*抜粋本文:*
野兎病は、もともと野ネズミや野ウサギなどの野生の齧歯類の病気でした。日本国内では福島県、山形県、千葉県の山岳地帯で発症報告があり、発症時期は狩猟が解禁となる、11月~12月に多いとされます。

感染の主な原因は、野ウサギを狩猟で捕まえた際に、その野ウサギに寄生していたノミやダニを介して野兎病菌に感染するものと考えられています。

そのため、通常ペットとして販売されているウサギからは感染しない病気なのですが、野生動物をペット化して輸入した場合、その中には野兎病菌を保菌している個体がいる可能性があります。

このことから、日本でもプレーリードッグなど、未検疫で輸入される野生動物からの感染が心配されているのです。

人間が野兎病に感染した場合、多くのケースで手の指に潰瘍のような病変が見られます。急性の熱性疾患を起こし、頭痛や筋肉痛、リンパ節の炎症、腹痛、髄膜炎といった症状が見られ、最悪の場合は死に至る危険性もあります。

また、野兎病は感染力も非常に強く、10個~15個の菌が皮膚に付着するだけで感染し、発症してしまいます。このことから、かつては旧日本軍、1960年代にはアメリカやソ連で細菌兵器として研究されていたこともありました。

引用元:https://idsc.niid.go.jp/

野兎病菌は世界中に分布しており、アジアやヨーロッパに存在するものは感染力が低く、北アメリカに存在するものは感染力が高いとされます。

このことから野兎病の感染者の内、重篤な症状となるケースはアメリカで多く見られ、1985年~1992年の8年間の間で約1400人の感染者が出た上に、そのうちの20人は死亡が確認されました。

予防方法としては、人間もペットも、とにかく野生動物との接触を避けることです。特に、輸入された野生動物を軽い気持ちでペットとして迎えることのないよう、注意が必要です。

 

ペットからうつる危険な病気⑩ 皮膚糸状菌症

皮膚糸状菌症とは、皮膚にカビが生える病気です。この病気を引き起こす菌は数種類ありますが、ウサギやハムスター、モルモットといった無害な印象のある小動物が感染源になるため、注意が必要な感染症です。

人間の皮膚に糸状菌が付着すると、皮膚の表面の部分で増殖して、発疹や水膨れを作っていきます。皮膚糸状菌は湿った環境で発生しやすいため、ハムスターなどを水槽で飼育する場合は、飼育ケースに穴をあける、蓋を金網にするなど、通気性を高める工夫をしましょう。

また、フケなどが原因で人間に感染することもあるため、部屋の掃除をこまめに行うことも、予防策としては有効です。

 

ペットからうつる危険な病気⑪ オウム病

オウム病は病名の印象から、オウムのみから感染する病気と思われがちです。しかし、実際はオウムを含め、インコや鶏、アヒルとほとんどの鳥類が病原菌を持っていると考えられています。

オウム病の病原体となるのは、オウム病クラミジアというもので、感染した鳥の糞便の中に混入しています。そのため、鳥かごの掃除をする時に乾燥した糞便が舞い上がり、人が吸引することによって感染するケースなどがあります。

*提供された記録:*
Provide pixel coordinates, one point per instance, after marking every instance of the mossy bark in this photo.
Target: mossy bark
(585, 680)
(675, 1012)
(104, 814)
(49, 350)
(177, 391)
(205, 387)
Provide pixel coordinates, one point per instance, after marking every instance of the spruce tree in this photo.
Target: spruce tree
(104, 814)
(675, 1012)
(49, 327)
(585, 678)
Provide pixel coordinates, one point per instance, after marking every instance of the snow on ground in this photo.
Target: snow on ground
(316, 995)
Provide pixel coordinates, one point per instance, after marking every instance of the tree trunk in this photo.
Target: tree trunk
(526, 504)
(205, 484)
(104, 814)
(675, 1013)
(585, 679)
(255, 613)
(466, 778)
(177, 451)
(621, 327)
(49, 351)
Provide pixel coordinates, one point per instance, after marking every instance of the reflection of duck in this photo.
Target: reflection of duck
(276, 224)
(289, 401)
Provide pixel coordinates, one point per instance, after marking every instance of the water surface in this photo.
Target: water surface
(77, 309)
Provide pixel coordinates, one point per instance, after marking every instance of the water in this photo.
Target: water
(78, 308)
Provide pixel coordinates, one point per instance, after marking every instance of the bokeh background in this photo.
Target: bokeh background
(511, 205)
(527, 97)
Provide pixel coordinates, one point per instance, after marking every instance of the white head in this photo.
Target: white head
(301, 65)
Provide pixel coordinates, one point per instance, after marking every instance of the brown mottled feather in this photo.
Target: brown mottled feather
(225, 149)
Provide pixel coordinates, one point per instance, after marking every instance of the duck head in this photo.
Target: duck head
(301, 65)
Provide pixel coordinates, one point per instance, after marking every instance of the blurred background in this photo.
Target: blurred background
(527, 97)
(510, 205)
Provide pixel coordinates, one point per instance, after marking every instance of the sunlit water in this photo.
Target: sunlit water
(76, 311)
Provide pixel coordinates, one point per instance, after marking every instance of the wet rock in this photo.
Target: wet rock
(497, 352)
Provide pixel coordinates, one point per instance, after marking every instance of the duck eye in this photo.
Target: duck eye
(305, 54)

*本文への設問:*
a - 抜粋本文によると、日本で野兎病の発症が多いとされる時期はいつか。
b - 抜粋本文で、ハムスターなどを水槽で飼育する場合に通気性を高める工夫が勧められている理由を説明してください。
記録はこの作業には関係しない。

*設問の解答:*
a - 狩猟が解禁となる11月~12月。

b - 皮膚糸状菌は湿った環境で発生しやすいからである。そのため、飼育ケースに穴をあけたり、蓋を金網にしたりして通気性を高めることが勧められている。